-- EXTRACTED DATA start --

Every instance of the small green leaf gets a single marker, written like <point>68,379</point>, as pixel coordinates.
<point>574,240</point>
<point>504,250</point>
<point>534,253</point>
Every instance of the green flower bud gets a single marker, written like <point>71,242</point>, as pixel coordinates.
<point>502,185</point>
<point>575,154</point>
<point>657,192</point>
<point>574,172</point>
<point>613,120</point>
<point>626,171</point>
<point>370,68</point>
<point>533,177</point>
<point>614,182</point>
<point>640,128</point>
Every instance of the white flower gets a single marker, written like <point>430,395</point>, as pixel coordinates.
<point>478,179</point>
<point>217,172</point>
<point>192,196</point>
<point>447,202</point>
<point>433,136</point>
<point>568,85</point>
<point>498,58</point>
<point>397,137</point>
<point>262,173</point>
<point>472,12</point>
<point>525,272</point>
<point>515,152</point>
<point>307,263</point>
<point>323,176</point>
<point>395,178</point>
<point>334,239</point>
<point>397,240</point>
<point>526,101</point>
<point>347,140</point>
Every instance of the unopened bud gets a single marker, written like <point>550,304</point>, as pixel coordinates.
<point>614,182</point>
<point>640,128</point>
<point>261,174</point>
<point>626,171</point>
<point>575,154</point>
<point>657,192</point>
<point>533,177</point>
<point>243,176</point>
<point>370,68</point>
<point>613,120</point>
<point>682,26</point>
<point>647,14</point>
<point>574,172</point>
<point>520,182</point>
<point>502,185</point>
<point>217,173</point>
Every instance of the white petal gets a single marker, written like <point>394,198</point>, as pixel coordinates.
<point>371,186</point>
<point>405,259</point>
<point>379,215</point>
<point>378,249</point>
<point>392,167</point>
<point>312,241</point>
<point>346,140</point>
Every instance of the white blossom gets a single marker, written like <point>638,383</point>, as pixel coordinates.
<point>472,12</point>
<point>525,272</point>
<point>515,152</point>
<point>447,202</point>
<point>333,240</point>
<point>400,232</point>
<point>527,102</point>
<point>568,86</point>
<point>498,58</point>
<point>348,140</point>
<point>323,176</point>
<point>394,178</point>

-- EXTRACTED DATA end --

§ **SET EXERCISE**
Each record above should be restated word for word.

§ **REPLY TO THE EXERCISE**
Every instance of the small green leaf gets a single marker, written like <point>68,379</point>, as pixel coordinates.
<point>574,240</point>
<point>504,250</point>
<point>534,253</point>
Every instance of the green flower bud gets a single marker, written like <point>71,242</point>, as pixel coordinates.
<point>502,185</point>
<point>575,154</point>
<point>657,192</point>
<point>574,172</point>
<point>613,120</point>
<point>626,171</point>
<point>370,68</point>
<point>533,177</point>
<point>614,182</point>
<point>640,128</point>
Every instance of the white flower gets a single marker, written like <point>430,395</point>, as pixel coordinates.
<point>478,179</point>
<point>217,172</point>
<point>192,196</point>
<point>447,202</point>
<point>433,136</point>
<point>568,85</point>
<point>498,58</point>
<point>397,137</point>
<point>262,173</point>
<point>472,12</point>
<point>525,272</point>
<point>515,152</point>
<point>307,263</point>
<point>323,176</point>
<point>395,178</point>
<point>334,239</point>
<point>397,240</point>
<point>526,101</point>
<point>347,140</point>
Every instance of the unopened bud gets a single marker, written like <point>550,304</point>, as pixel coordinates.
<point>614,182</point>
<point>640,128</point>
<point>261,174</point>
<point>626,171</point>
<point>575,154</point>
<point>657,192</point>
<point>533,177</point>
<point>243,176</point>
<point>370,68</point>
<point>613,120</point>
<point>682,26</point>
<point>647,14</point>
<point>574,172</point>
<point>520,182</point>
<point>502,185</point>
<point>217,173</point>
Every instance of the white petal gets a single marker, written like <point>394,198</point>, as pixel coordinates.
<point>371,186</point>
<point>405,259</point>
<point>379,215</point>
<point>378,249</point>
<point>392,167</point>
<point>312,241</point>
<point>346,140</point>
Every instance of the white blossom gets a single marker, written like <point>638,383</point>, as pixel coordinates.
<point>472,12</point>
<point>525,272</point>
<point>515,152</point>
<point>447,202</point>
<point>333,240</point>
<point>400,232</point>
<point>527,102</point>
<point>568,86</point>
<point>498,58</point>
<point>348,140</point>
<point>323,176</point>
<point>394,178</point>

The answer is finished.